→ **PROMPT**: Every record must be transcribed in its entirety, apart from the images, which are to be omitted.
------ DATA ------
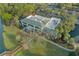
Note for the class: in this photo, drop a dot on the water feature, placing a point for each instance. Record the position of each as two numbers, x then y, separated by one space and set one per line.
2 47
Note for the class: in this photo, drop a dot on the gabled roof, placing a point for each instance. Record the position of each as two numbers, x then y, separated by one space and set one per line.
52 24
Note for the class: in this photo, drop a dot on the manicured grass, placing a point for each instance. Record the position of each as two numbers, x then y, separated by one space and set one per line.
9 38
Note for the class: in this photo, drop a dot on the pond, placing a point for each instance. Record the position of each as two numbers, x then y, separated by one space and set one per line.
2 47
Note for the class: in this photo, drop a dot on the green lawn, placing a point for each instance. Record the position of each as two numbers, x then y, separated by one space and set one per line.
9 38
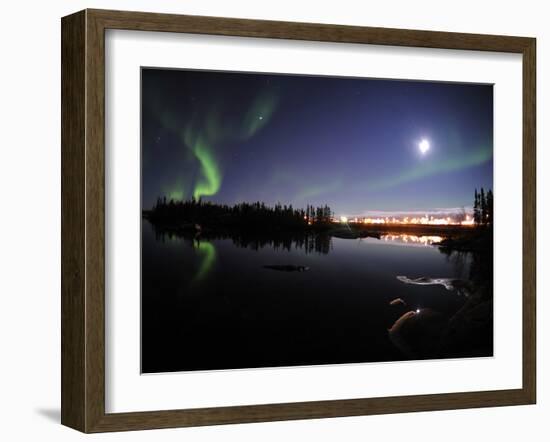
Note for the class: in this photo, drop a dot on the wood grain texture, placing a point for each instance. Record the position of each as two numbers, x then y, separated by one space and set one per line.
83 220
73 129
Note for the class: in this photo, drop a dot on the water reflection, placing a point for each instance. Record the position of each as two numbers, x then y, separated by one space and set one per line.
406 239
207 253
319 243
467 331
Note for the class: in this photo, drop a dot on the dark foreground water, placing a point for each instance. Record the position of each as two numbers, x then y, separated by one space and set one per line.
211 304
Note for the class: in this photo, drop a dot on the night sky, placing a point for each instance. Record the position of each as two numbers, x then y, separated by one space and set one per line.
353 144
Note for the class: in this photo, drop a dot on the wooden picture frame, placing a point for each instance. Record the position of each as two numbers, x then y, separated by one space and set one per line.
83 220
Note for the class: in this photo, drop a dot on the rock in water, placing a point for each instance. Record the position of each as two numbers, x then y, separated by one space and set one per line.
398 301
287 268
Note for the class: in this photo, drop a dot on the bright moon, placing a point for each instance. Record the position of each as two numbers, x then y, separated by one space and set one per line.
424 146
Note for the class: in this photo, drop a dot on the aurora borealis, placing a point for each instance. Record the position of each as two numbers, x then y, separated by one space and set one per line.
349 143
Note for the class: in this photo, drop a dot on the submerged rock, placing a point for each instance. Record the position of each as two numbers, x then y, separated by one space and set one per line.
462 286
397 301
287 268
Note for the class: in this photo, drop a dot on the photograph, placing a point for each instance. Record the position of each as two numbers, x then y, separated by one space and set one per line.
303 220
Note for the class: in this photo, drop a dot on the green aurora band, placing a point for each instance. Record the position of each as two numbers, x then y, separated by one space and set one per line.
200 139
480 156
211 179
207 251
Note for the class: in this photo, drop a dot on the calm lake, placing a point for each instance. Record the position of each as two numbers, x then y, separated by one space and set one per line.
211 304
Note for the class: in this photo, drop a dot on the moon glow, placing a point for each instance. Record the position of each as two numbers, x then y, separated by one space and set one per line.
424 146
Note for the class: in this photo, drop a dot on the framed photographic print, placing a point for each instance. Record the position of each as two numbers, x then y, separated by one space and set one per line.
269 220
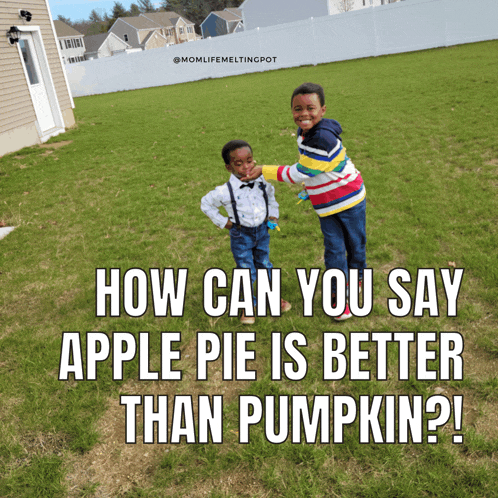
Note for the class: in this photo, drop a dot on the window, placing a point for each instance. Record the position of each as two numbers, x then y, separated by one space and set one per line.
28 62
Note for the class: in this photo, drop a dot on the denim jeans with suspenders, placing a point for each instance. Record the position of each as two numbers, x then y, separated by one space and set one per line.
------
→ **EXERCISE RESULT**:
Note for the class: in this photo, drop a dot on the water feature, placing a point for each instance. Record the position of each as two numbers, x then y, separated by one space and set one per line.
2 47
Note for the class: in this photo, drop a dot on the gabled roof, placing a point for each instance. Record the position of each as two numbers, x then y, separated by one space and set one per line.
52 24
Note for the class: in this photo, drop a dot on the manicured grass, placing a point for each instance. Record the position of each as two numbers, x then y, separated by one space and set one per line.
9 38
Note for the class: in this photo, drop a dot on the pond, placing a point for each instance. Record the position of each as two numbers, x then y, separated by one space and set one per line.
2 47
Note for the class: in this photo, drop a dot on the green lawn, placing a point for each instance. Record the position of each as two numbers, x then y, separated by one space and set one per line.
9 38
Note for the class: in this photo, drop a dot on the wood grain texture, placing a point for each instance. Record the position of each as two numbers, x then y, separated by one space and set one per line.
83 220
73 129
Note for the class: in this photo, drop a dot on the water reflection, placing a point for each instance. Record the position of each as two numbers, x then y, separated by one space and set one per line.
406 239
207 253
319 243
467 331
Note for the class: in this photo, drop a dot on the dark foreground water, placing a point for each instance. Record the position of each as two numbers, x then y, separated by one space and set one per line.
211 304
Note for the class: in this photo, drop a dot on the night sky, placing a point for each instance. Record the position of each as two numbers, x then y, separated by one space and set one per line.
353 144
Note for the class: in this photo, drop a dot on the wooden picture frame, placing a point for each instance. Record the position of each as two numbers, x then y, separated by one space and set one per line.
83 220
Note for the class: in this photo, drop a dot on the rock in water, placing a point for each instance. Record the position of each as two numbers, x then y, separated by one space and set one per line.
398 301
287 268
Note for the class: in this photo, drop a dot on the bright moon, placing a point for each instance. Record the position of each as two numbers, x then y, separated by one space and set one per line.
424 146
Note for the class: in this photo, drop a dot on the aurora borealis, placing a point for each instance. Record the position of each as two numbers, x then y, separated by one space and set one per line.
349 143
Note for the class: in this photo, drop a dot on the submerged rock, placing a point for each instance. Record the position of each as two numbers, x then y, separated by one space and set one per line.
462 286
397 301
287 268
Note for the class: in this photo, drop a dot on the photograph, placing a point for each instance. Record the position of each as two numbers, x then y, separated by one space and set one per line.
303 220
Note for the class: in this photo, drop a dot on the green aurora band, placing a point for each instance. Record the position of each as two numbers, x then y, separated by one space and set one per line.
200 139
480 156
211 179
207 251
Note for the class: in this photo, drop a dot on the calm lake, placing a point for each instance. Record the position of each as two numbers, x then y, separated by one space and set one per line.
211 304
Note for the class: in this photo, drop a dot on the moon glow, placing a point for each instance. Record the position of each as two numbers, x then y, separated by one space and set one per line.
424 146
Note for the class: in this photo, drop a dot on the framed photographic print, placing a point for each instance. Record the position of each as two numbers, x then y, separated by one space and set one per line.
269 220
Note for the class: in this photo, drop a dot on the window, placing a point for each instance. Record the position of each as two numbers, x then y, separated by one space and set one per line.
28 62
Note for the class: in this photo, drop a dot on the denim jeans with suspenders, placing a point for each instance. Record the position of each as two numbers, x then y, separated by one space and set one per line.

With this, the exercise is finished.